[Image-grounded pointing data]
== Segment start ==

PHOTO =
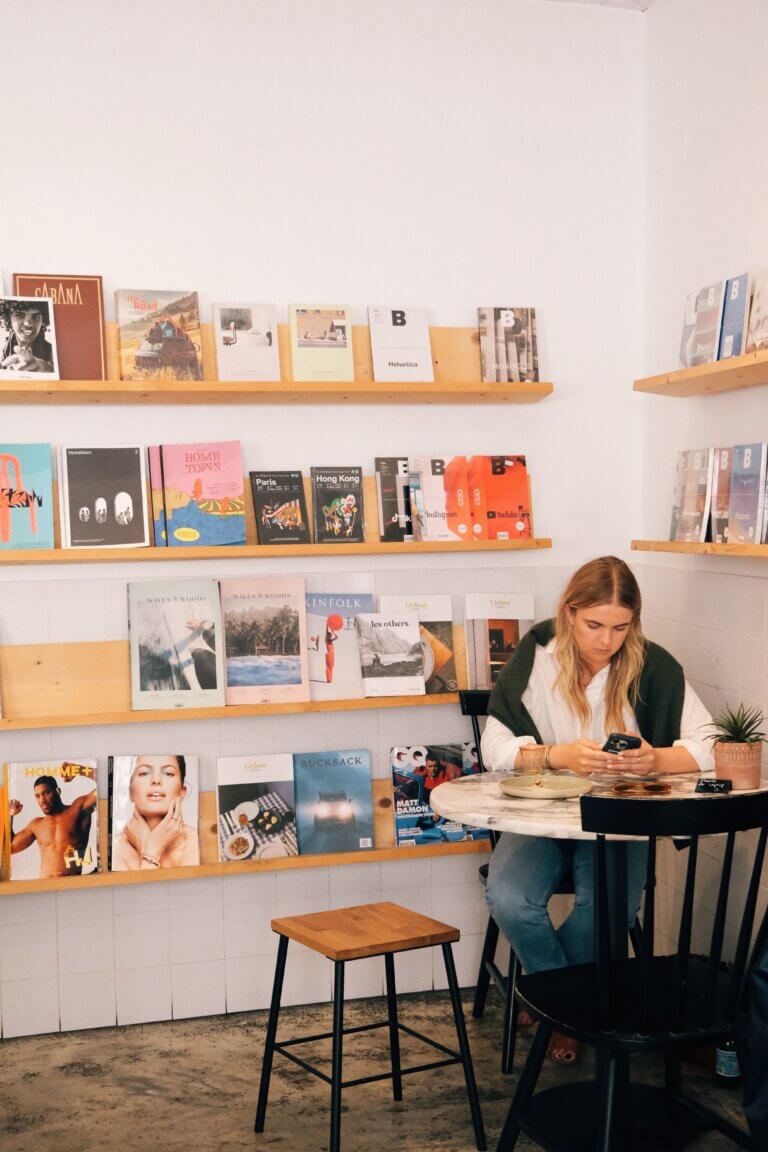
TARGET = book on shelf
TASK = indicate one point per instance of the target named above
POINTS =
(400, 345)
(321, 343)
(78, 313)
(280, 508)
(53, 818)
(28, 339)
(440, 498)
(176, 644)
(394, 499)
(265, 639)
(694, 480)
(204, 493)
(103, 498)
(153, 812)
(492, 633)
(25, 495)
(704, 313)
(757, 340)
(337, 505)
(418, 768)
(246, 341)
(500, 498)
(158, 335)
(334, 804)
(721, 494)
(392, 660)
(736, 315)
(435, 616)
(256, 810)
(334, 652)
(745, 515)
(508, 345)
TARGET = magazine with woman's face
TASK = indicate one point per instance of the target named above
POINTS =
(154, 812)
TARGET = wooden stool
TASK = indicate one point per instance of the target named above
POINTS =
(351, 933)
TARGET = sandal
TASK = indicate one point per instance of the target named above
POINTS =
(563, 1050)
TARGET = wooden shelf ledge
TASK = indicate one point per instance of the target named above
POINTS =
(749, 371)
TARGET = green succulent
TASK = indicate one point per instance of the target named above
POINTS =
(739, 727)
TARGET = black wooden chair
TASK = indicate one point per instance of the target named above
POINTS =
(648, 1005)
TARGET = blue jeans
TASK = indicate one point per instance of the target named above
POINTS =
(523, 874)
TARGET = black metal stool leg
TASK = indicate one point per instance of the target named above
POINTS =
(510, 1015)
(394, 1035)
(335, 1066)
(464, 1048)
(272, 1033)
(484, 975)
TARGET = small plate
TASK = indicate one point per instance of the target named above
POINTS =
(545, 787)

== Segment end ==

# Problem requirements:
Check each line of the records above, and copy those that hold the word "shelf".

# Output of the exercise:
TARGET = book on shelf
TARGET = wooden shelf ledge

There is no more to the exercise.